A few months after arriving in New Haven from Iraq, Akram Hussein was verbally attacked by a stranger while riding a bus.
He didn’t speak enough English or know enough about the city to report it to police.
Now three years in New Haven and more fluent in English, the Iraqi refugee helped translate Officer David Hartman’s workshop on navigating the local justice system for other newcomers at settlement agency Integrated Refugee & Immigrant Services (IRIS) on Nicoll Street.
In a large conference room at the agency’s offices, Hartman taught the group how to avoid scams, how to report a crime in a language other than English and how to deal with the police force in a new country. Refugees may need to talk to police if they are the victims of a crime, witness someone else being victimized, or are accused of committing a crime.
Social worker Amanda Bisset (pictured) runs wellness groups at IRIS to reduce stress among the agency’s clients. In trying to “identify stressors,” she realized many “have uncertainty about law and safety.” The workshop was intended to clarify some of their questions and assuage their fears.
“We wanted to get you comfortable with even asking an officer questions,” Bisset told the assembled audience.
“Sometimes the reason people don’t trust police is because they can’t communicate,” Hartman said at the start of the presentation last week.
His audience shifted and buzzed as five translators, with eight languages between them, relayed the sentence to five different sections of the room. Besides the translators, one person said he spoke English well, three spoke a little and the others could not communicate with the officer at all.
What is the most common crime against refugees and immigrants, Hartman asked the group. Again, the waves of chatter rushed through the room, as interpreters translated Hartman’s question to their peers, waited for responses and then sent the refugees’ words back to the officer in English.
Robbery, someone guessed correctly.
“At the New Haven Police Department, we speak English. And Spanish, lots of Spanish,” Hartman said. A few of the 500 officers on the force also speak Hindi, Punjabi, French and Italian, he said. “How many of you speak those?”
One woman raised her hand to indicate that she speaks French.
“You might be able to report a crime,” he told her. For the rest, the department can call a language bank on the phone that represents more than 30 languages, in order to find the right translator. For less common languages, New Haven checks to see if New York’s police department has anyone available, or it with Yale, he said.
“We will find someone. But it may take a while,” Hartman said. If you have access to a translator, ask him or her to call for you, he said.
In an emergency, Hartman advised refugees to use a landline phone to call 911 so the location can be traced immediately.
“When criminals would prey on people who didn’t speak English, they did more of it because they thought people wouldn’t report the crimes to police,” Hartman said.
“If you don’t report the crime, that person will commit the crime on someone else,” he said.

GIVEN TASK A
According to the article on the police workshop for refugees, how many officers serve on the New Haven police force?

RECORDS TO USE
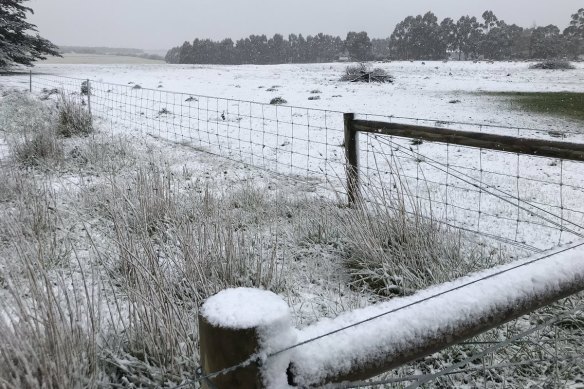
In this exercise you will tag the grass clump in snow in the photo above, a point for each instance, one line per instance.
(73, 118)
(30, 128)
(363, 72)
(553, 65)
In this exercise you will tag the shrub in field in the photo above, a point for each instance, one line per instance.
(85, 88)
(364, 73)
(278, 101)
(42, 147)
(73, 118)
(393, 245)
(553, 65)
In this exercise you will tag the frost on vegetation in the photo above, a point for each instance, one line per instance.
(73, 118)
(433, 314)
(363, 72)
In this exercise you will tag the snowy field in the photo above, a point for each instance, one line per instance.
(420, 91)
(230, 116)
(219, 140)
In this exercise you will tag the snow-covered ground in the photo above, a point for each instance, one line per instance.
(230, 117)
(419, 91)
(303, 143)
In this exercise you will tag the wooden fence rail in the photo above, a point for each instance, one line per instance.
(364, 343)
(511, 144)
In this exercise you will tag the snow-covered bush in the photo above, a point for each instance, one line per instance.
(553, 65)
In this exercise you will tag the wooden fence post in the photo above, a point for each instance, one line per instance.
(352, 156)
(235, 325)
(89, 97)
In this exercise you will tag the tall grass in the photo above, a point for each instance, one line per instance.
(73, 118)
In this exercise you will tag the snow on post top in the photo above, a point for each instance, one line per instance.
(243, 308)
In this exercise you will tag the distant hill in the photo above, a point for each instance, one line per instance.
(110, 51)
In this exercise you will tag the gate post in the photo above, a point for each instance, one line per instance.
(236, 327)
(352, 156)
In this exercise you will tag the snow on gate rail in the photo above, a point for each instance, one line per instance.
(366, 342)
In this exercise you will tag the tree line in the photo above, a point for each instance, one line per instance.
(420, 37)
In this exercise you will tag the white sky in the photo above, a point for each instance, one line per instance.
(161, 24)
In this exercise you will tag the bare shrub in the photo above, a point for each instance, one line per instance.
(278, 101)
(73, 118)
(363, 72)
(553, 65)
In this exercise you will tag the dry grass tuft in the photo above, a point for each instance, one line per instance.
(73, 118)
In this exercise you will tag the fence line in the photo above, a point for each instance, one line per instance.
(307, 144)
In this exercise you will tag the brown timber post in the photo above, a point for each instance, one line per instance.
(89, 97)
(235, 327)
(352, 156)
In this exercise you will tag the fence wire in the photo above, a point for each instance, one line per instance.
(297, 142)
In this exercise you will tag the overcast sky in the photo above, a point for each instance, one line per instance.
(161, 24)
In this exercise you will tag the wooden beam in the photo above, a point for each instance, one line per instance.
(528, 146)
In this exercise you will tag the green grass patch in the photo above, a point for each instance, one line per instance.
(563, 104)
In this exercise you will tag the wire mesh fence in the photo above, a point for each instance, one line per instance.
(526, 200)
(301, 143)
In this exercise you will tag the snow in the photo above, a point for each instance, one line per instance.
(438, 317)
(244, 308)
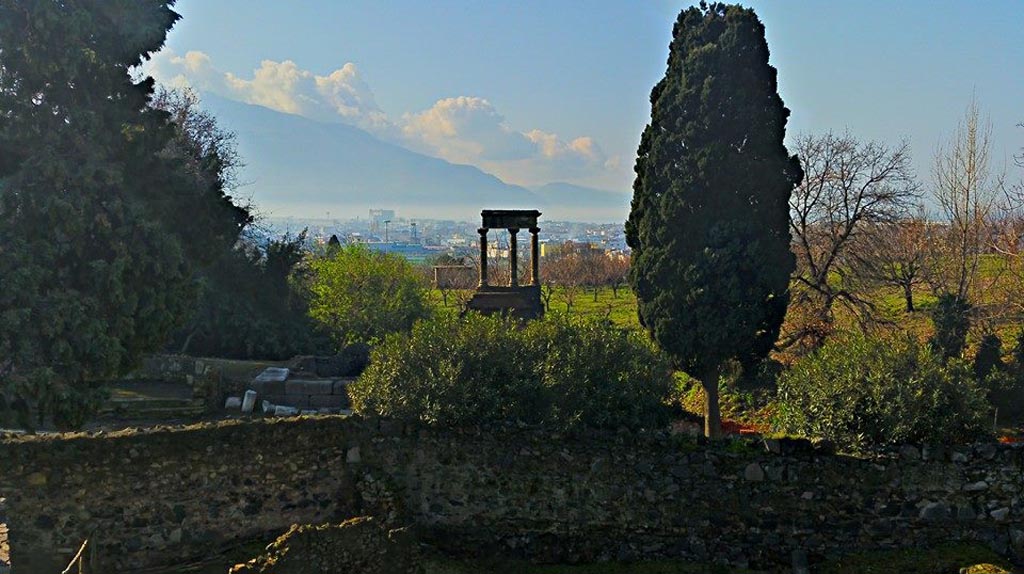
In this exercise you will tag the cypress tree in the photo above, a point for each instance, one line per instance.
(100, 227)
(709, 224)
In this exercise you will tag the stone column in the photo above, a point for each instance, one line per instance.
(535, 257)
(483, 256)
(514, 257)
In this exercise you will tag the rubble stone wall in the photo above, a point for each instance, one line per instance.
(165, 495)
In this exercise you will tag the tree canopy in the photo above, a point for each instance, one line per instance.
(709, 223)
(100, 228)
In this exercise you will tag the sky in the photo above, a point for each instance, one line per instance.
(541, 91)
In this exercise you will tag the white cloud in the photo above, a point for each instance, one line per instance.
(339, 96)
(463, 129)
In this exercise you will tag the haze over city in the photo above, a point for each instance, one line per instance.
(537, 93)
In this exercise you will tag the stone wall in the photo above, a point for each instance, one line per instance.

GIVEN TASK B
Output the rows as a Markdown table with the columns Number and Line, starting at the line containing "In this exercise you will tag the wire" and ending at the last line of the rows. Leave out blank lines and the pictures.

CORRECT RESPONSE A
500

CORRECT RESPONSE B
| Number | Line |
|---|---|
| 1 | In this exercise you will tag the wire mesh fence in the photo above, a point for each instance, one line per instance. |
| 2 | (526, 200) |
| 3 | (301, 143) |
| 4 | In this exercise you will tag the snow in the photo above, a point for each instance, one line per instance. |
| 5 | (438, 317) |
| 6 | (244, 308) |
| 7 | In this exercise you will tag the cypress tree in the photo above, a point for each instance, one line per instance. |
| 8 | (100, 227) |
| 9 | (709, 224) |
| 10 | In this exercise you will tag the stone column in the photo above, a point for each instance, one line per instance. |
| 11 | (535, 257) |
| 12 | (483, 256) |
| 13 | (514, 257) |
| 14 | In this exercise you will tag the rubble stone wall in the photo above, a point for each instance, one line per instance. |
| 15 | (165, 495) |
| 16 | In this exercise you will tag the tree canopy in the photo above, a point for each instance, one line per instance. |
| 17 | (709, 223) |
| 18 | (100, 228) |
| 19 | In this exercise you will tag the sky in the photo above, a point for each instance, one line per instance. |
| 20 | (541, 91) |
| 21 | In this exercise you will tag the white cloud in the photo above, a point for each instance, one line per instance. |
| 22 | (339, 96) |
| 23 | (463, 129) |
| 24 | In this exercise you will tag the haze over city in the photo above, a point for each instance, one line per instance. |
| 25 | (537, 93) |
| 26 | In this exercise you will tag the stone wall in the photo above, a point for each instance, one line per instance. |